What is expected »
From the data underneath, reproduce exactly the stretch that begins at the line with "Label every boulder" and ends after the line with "Label every tree".

Phrase grounding data »
● ● ● ● ●

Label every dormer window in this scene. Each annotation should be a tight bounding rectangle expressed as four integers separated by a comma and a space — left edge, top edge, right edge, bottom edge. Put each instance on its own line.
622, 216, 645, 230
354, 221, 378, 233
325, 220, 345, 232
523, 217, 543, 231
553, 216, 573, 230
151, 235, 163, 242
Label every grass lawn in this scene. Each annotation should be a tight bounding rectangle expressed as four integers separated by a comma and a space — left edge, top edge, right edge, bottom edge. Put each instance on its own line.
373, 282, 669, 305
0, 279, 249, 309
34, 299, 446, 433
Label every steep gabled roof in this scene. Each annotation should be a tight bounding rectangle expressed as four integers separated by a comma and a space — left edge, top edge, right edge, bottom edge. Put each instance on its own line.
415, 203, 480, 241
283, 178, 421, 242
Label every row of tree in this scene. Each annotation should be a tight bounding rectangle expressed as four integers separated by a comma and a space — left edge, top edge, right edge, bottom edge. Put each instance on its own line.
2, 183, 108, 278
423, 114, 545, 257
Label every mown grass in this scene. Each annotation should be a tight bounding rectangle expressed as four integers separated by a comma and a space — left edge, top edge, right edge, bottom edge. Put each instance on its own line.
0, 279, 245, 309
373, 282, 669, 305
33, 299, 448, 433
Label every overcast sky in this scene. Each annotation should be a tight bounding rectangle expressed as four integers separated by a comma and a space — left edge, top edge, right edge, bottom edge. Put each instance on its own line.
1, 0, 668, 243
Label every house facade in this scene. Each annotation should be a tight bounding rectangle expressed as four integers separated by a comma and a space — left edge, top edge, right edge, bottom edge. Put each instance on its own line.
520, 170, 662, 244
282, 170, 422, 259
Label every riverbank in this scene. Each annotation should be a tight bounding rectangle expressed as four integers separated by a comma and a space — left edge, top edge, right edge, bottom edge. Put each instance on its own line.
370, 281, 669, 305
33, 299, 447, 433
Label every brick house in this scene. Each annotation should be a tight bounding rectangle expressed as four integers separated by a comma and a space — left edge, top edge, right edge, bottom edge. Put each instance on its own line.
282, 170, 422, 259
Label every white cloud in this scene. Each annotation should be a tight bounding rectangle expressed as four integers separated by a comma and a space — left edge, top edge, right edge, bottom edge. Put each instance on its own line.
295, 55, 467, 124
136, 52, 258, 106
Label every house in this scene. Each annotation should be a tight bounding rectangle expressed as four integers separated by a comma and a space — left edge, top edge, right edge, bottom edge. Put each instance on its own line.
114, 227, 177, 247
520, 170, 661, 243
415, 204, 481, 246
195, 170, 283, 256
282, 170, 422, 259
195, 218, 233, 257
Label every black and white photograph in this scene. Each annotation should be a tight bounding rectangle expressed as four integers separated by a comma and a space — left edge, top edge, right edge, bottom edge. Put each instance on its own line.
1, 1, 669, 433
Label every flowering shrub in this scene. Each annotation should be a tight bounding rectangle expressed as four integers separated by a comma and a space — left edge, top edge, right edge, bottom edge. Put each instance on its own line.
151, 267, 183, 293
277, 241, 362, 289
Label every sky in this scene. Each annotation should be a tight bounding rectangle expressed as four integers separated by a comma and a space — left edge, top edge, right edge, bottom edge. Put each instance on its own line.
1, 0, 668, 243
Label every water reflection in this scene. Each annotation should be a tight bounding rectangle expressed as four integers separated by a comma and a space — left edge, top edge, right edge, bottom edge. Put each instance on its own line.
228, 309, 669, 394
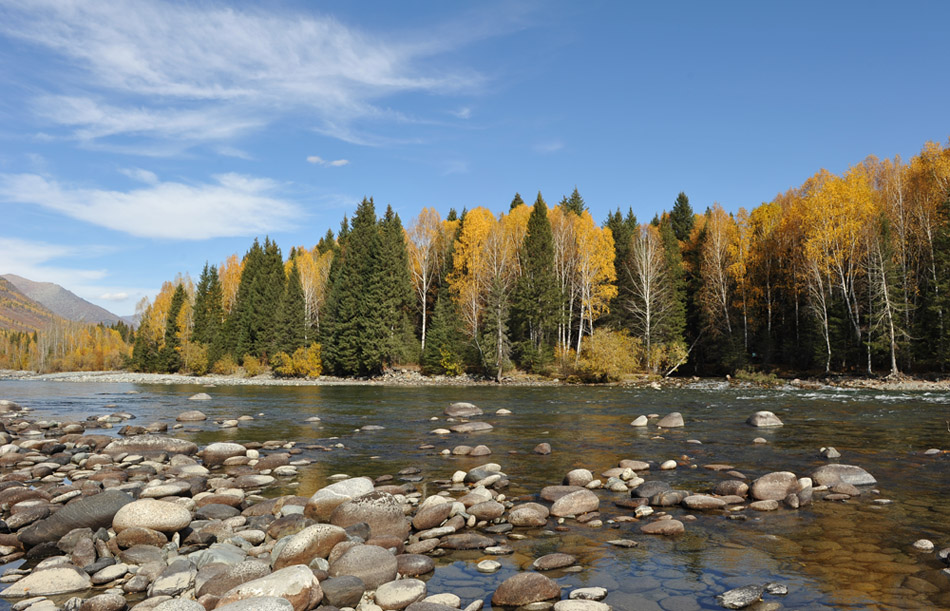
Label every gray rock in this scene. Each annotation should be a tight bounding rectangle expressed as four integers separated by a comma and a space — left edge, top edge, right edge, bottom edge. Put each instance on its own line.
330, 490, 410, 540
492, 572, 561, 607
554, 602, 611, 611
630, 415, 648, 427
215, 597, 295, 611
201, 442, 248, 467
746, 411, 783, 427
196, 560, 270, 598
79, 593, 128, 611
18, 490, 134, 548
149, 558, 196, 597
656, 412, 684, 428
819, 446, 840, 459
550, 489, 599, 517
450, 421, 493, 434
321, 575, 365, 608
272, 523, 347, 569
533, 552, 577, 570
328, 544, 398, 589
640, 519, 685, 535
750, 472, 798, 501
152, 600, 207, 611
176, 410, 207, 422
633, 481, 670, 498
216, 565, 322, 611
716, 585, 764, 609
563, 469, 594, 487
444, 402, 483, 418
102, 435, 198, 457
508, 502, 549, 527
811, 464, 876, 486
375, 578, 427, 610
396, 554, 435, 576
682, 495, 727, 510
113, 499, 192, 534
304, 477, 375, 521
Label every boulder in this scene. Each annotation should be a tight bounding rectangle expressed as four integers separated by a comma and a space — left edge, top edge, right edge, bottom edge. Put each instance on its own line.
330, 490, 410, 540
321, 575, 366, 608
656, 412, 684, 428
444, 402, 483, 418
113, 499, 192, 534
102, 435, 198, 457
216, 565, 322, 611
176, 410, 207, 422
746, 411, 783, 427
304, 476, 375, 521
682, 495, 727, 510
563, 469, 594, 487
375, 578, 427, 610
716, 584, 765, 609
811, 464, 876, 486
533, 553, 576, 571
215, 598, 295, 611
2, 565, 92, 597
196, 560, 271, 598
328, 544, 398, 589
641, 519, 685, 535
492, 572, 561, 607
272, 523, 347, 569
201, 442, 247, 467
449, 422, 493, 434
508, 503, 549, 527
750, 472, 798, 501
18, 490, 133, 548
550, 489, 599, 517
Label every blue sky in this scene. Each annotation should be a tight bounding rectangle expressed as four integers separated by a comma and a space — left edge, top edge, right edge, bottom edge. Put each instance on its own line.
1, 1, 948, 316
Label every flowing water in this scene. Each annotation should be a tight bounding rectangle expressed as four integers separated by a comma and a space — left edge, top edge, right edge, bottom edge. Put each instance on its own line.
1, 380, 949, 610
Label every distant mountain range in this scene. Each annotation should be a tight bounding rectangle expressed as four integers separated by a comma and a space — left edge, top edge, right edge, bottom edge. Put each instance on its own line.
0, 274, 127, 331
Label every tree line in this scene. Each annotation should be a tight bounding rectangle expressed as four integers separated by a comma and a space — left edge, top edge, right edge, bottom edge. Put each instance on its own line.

● ● ● ● ●

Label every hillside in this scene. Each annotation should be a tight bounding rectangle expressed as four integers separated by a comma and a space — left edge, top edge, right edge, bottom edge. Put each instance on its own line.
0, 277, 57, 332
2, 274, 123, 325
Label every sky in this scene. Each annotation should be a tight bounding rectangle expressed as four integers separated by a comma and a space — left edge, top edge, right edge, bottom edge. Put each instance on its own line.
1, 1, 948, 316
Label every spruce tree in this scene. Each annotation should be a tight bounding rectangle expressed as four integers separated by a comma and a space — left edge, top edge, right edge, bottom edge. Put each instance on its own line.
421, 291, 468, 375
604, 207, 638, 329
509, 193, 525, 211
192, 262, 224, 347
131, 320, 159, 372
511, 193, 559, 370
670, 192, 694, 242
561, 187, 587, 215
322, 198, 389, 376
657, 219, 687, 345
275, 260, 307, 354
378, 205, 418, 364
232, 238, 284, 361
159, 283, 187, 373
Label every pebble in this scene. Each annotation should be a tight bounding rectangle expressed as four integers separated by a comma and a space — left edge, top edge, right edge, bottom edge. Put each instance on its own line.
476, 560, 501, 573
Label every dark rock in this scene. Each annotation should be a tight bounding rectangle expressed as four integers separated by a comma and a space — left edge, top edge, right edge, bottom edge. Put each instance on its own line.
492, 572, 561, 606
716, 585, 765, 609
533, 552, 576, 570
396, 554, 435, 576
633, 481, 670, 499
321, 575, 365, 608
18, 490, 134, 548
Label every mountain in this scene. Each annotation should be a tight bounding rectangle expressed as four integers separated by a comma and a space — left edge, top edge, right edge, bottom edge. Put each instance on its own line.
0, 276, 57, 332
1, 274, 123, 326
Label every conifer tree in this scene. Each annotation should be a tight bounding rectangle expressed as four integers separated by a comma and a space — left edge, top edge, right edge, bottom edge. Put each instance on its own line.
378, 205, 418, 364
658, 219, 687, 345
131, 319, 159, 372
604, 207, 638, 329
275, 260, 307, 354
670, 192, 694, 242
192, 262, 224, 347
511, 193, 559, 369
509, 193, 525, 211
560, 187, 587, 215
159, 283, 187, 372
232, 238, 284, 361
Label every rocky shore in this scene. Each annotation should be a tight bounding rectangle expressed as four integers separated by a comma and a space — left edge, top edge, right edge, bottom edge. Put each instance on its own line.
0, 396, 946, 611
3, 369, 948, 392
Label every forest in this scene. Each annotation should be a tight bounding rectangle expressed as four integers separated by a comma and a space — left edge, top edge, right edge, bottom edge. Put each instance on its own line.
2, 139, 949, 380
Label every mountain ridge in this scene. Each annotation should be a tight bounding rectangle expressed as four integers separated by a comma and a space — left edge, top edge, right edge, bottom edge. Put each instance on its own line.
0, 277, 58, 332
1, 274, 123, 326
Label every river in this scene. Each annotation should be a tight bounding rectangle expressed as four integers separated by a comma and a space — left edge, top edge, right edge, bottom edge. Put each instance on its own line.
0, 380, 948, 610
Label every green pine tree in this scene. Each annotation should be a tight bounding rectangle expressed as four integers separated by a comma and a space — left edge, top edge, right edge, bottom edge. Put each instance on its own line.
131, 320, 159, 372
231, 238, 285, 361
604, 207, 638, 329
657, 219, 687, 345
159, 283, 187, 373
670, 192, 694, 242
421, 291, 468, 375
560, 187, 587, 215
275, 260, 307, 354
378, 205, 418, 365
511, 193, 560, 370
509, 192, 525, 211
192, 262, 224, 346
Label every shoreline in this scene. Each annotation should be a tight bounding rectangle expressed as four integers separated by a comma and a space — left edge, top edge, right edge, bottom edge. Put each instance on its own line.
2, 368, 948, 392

● ● ● ● ●

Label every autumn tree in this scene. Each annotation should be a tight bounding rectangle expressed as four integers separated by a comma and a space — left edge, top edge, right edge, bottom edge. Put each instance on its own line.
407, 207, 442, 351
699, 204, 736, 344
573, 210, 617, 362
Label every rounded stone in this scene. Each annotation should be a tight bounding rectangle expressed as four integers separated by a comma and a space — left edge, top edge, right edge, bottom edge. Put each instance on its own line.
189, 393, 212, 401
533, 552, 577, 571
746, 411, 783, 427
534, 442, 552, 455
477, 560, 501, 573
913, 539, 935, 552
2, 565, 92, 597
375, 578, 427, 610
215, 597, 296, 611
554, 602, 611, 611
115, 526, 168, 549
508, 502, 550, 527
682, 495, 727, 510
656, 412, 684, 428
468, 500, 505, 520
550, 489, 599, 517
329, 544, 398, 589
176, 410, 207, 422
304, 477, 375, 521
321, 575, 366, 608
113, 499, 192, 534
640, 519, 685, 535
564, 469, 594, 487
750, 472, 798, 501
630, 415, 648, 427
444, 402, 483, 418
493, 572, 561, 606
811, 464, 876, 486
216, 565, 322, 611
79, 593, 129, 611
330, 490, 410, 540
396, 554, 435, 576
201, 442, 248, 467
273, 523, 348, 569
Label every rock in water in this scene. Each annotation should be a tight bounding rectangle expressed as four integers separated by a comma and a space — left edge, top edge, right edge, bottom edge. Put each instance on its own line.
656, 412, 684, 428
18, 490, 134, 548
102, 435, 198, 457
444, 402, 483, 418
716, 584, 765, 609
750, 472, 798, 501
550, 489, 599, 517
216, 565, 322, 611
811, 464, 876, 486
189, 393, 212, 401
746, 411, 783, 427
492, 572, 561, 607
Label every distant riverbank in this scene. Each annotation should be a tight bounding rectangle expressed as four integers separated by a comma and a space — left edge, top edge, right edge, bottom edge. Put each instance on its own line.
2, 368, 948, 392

● ● ● ● ●

Answer section »
Label every boulder in this scene. Each annotation should be a tight bounding rectangle expressed as four integers separated by a comma and a space — left edge, top edge, right edge, bottom edge. Put each instance on its own line.
330, 490, 410, 540
321, 575, 366, 608
656, 412, 684, 428
444, 402, 483, 418
113, 499, 192, 534
102, 435, 198, 457
216, 565, 322, 611
176, 410, 207, 422
746, 411, 783, 427
304, 476, 375, 521
682, 495, 727, 510
563, 469, 594, 487
375, 578, 427, 610
716, 584, 765, 609
811, 464, 876, 486
533, 553, 576, 571
215, 598, 295, 611
2, 565, 92, 597
196, 560, 271, 598
328, 544, 398, 589
641, 519, 685, 535
492, 572, 561, 607
272, 523, 347, 569
201, 442, 247, 467
449, 422, 493, 434
508, 503, 549, 527
750, 472, 798, 501
18, 490, 133, 548
550, 489, 599, 517
Label every blue sky in this scene. Each annotation should be a tight bounding rectangle expressed as four integers separated by a comma and a space — left edge, top edge, right edge, bottom edge. Put each instance on its own line.
1, 1, 948, 316
Label every flowing water in this scene. Each annotation should be a tight bounding rectangle expressed as four integers separated by a comma and a space — left edge, top edge, right edge, bottom edge. Put each instance on its own line.
1, 380, 949, 610
Label every distant mountain range in this scene. Each annotation should be a tight bounding rectangle expressed as four integers separated by a comma and a space — left edge, top edge, right edge, bottom edge. Put each instance on its own line.
0, 274, 127, 331
Label every tree line in this scene. Each annotation should be a tight bounding rectangle expressed as four integers separated by a comma and a space — left edge, top edge, right edge, bottom edge. Put each instance on its own line.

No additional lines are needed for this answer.